• Task prompt:
Repeat the entries below in full, with every character unchanged.

• Data listing:
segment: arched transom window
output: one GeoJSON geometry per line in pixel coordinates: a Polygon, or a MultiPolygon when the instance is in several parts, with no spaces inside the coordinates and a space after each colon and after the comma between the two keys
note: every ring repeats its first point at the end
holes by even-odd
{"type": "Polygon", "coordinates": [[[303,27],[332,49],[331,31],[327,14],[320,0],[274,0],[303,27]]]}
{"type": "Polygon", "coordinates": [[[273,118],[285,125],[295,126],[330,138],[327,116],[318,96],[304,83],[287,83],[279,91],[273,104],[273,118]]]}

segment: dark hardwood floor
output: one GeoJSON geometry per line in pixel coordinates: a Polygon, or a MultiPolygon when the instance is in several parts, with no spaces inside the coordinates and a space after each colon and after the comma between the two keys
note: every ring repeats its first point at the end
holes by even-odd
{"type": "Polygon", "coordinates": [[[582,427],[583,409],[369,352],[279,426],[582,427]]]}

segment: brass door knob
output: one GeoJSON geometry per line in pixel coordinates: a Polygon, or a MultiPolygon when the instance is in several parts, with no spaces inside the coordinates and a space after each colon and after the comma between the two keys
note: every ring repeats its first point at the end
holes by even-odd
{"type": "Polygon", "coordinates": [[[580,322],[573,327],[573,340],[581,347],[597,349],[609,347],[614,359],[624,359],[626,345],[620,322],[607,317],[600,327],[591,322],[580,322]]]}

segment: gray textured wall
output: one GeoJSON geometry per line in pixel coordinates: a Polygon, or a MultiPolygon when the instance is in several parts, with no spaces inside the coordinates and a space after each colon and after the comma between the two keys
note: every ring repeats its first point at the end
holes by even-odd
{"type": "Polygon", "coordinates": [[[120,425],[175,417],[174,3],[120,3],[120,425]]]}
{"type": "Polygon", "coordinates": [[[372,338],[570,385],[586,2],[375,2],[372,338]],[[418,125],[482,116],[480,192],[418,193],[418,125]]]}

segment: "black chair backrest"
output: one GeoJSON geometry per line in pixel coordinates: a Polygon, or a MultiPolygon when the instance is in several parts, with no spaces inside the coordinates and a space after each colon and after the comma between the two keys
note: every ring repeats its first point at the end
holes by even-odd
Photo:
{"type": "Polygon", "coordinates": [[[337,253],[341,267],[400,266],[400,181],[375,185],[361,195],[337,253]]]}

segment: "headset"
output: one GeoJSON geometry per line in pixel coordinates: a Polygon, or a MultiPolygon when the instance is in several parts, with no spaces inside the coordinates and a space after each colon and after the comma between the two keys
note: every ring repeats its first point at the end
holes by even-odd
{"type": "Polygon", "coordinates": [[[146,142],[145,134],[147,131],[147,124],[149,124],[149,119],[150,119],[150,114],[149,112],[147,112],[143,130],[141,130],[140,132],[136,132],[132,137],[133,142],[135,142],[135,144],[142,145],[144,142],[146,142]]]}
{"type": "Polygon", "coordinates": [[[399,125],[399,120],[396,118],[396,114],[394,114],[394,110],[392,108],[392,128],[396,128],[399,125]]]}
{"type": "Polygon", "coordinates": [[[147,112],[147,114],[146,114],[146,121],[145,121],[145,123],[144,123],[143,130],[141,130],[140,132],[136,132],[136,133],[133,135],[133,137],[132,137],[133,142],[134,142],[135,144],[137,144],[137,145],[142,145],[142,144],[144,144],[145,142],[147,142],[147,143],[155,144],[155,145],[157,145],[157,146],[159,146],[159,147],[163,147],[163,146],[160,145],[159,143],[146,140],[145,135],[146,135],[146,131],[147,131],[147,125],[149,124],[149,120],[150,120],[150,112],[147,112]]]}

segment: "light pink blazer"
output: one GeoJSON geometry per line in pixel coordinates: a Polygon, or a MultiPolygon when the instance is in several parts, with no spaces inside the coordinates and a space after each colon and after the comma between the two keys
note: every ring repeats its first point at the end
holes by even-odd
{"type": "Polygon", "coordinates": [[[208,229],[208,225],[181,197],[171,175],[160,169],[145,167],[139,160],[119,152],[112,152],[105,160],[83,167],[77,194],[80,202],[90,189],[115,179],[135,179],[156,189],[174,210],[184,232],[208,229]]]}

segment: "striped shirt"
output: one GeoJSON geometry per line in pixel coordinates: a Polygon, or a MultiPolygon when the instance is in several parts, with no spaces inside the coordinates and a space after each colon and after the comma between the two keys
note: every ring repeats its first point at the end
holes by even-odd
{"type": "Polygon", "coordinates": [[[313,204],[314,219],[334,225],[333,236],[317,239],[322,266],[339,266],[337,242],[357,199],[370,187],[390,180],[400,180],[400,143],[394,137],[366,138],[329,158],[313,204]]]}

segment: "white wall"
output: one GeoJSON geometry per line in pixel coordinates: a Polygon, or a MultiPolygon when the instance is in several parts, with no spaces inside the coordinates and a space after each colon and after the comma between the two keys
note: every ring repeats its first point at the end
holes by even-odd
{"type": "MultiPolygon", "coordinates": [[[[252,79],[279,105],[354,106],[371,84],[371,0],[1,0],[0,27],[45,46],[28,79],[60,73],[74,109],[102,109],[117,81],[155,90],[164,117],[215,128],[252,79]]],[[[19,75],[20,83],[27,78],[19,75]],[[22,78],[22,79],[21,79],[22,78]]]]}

• Reply to the task:
segment: arched transom window
output: one GeoJSON geometry per line in pixel coordinates: a Polygon, or a MultiPolygon when the instance is in several parts, with no spaces inside the coordinates and a space after each colon and after the comma between the two keys
note: every ring repeats its first point at the end
holes by even-odd
{"type": "Polygon", "coordinates": [[[303,27],[332,49],[331,31],[327,14],[320,0],[274,0],[303,27]]]}
{"type": "Polygon", "coordinates": [[[273,118],[285,125],[295,126],[330,138],[327,116],[318,96],[304,83],[287,83],[279,91],[273,104],[273,118]]]}

segment: dark hardwood floor
output: one GeoJSON geometry per line in pixel coordinates: a Polygon, or a MultiPolygon when the instance is in several parts, with no spaces inside the coordinates and a space after each colon and after the comma between the two keys
note: every ring repeats its first point at the end
holes by even-odd
{"type": "Polygon", "coordinates": [[[582,427],[583,409],[369,352],[279,426],[582,427]]]}

segment: brass door knob
output: one GeoJSON geometry per line in pixel coordinates: a Polygon, or a MultiPolygon when the instance is in several parts, with no spaces inside the coordinates and a space after each colon and after the comma between the two keys
note: every ring repeats its first point at the end
holes by even-odd
{"type": "Polygon", "coordinates": [[[580,322],[573,327],[573,340],[581,347],[597,349],[609,347],[614,359],[624,359],[626,345],[620,322],[607,317],[600,327],[591,322],[580,322]]]}

segment: gray textured wall
output: one GeoJSON geometry per line in pixel coordinates: a Polygon, or a MultiPolygon when the instance is in several parts, with no spaces inside the coordinates and a space after each colon and after the comma between the two keys
note: every ring repeats its first point at the end
holes by even-odd
{"type": "Polygon", "coordinates": [[[120,425],[175,417],[174,3],[120,3],[120,425]]]}
{"type": "Polygon", "coordinates": [[[372,338],[570,385],[586,2],[375,2],[372,338]],[[418,125],[482,116],[480,192],[418,193],[418,125]]]}

segment: "black chair backrest"
output: one GeoJSON geometry per line in pixel coordinates: a Polygon, or a MultiPolygon when the instance is in several parts, with no spaces inside the coordinates and a space after each colon and after the comma between the two keys
note: every ring repeats its first point at the end
holes by even-odd
Photo:
{"type": "Polygon", "coordinates": [[[337,253],[341,267],[400,266],[400,181],[375,185],[361,195],[337,253]]]}

segment: "headset"
output: one GeoJSON geometry per line in pixel coordinates: a Polygon, or a MultiPolygon when the instance is in several parts, with no spaces inside the coordinates and a space after each colon and after the comma between the two keys
note: every ring repeats its first point at the end
holes by even-odd
{"type": "Polygon", "coordinates": [[[146,142],[145,134],[147,131],[147,124],[149,124],[149,119],[150,119],[150,114],[149,112],[147,112],[143,130],[141,130],[140,132],[136,132],[132,137],[133,142],[135,142],[135,144],[142,145],[144,142],[146,142]]]}
{"type": "Polygon", "coordinates": [[[399,125],[399,120],[396,118],[396,114],[394,114],[394,110],[392,108],[392,128],[396,128],[399,125]]]}
{"type": "Polygon", "coordinates": [[[147,112],[147,114],[146,114],[146,121],[145,121],[145,123],[144,123],[143,130],[141,130],[140,132],[136,132],[136,133],[133,135],[133,137],[132,137],[133,142],[134,142],[135,144],[137,144],[137,145],[142,145],[142,144],[144,144],[145,142],[147,142],[147,143],[155,144],[155,145],[157,145],[157,146],[159,146],[159,147],[163,147],[163,146],[160,145],[159,143],[146,140],[145,135],[146,135],[146,131],[147,131],[147,125],[149,124],[149,120],[150,120],[150,112],[147,112]]]}

segment: "light pink blazer"
output: one GeoJSON geometry per line in pixel coordinates: a Polygon, or a MultiPolygon when the instance is in several parts, with no spaces inside the coordinates and a space after each colon and after the comma between the two keys
note: every ring repeats its first point at the end
holes by even-odd
{"type": "Polygon", "coordinates": [[[208,229],[208,225],[181,197],[171,175],[160,169],[145,167],[139,160],[119,152],[112,152],[105,160],[83,167],[77,194],[80,202],[90,189],[115,179],[135,179],[156,189],[174,210],[184,232],[208,229]]]}

segment: "striped shirt"
output: one GeoJSON geometry per line in pixel coordinates: a Polygon, or a MultiPolygon when the instance is in several parts, with no spaces inside the coordinates and a space after each colon and after the comma between the two keys
note: every ring repeats its first point at the end
holes by even-odd
{"type": "Polygon", "coordinates": [[[313,204],[314,219],[334,225],[333,236],[317,239],[322,266],[339,266],[337,242],[357,199],[370,187],[390,180],[400,180],[400,143],[394,137],[366,138],[329,158],[313,204]]]}

segment: "white wall"
output: one GeoJSON geometry per line in pixel coordinates: a Polygon, or a MultiPolygon when the instance is in several parts, with no spaces inside the coordinates and a space after each colon and after the comma between the two keys
note: every ring repeats its first point at the end
holes by even-odd
{"type": "MultiPolygon", "coordinates": [[[[252,79],[279,105],[354,106],[371,84],[371,0],[1,0],[0,27],[45,46],[28,79],[60,73],[74,109],[102,109],[117,81],[155,90],[164,117],[215,128],[252,79]]],[[[19,75],[20,83],[27,78],[19,75]],[[22,78],[22,79],[21,79],[22,78]]]]}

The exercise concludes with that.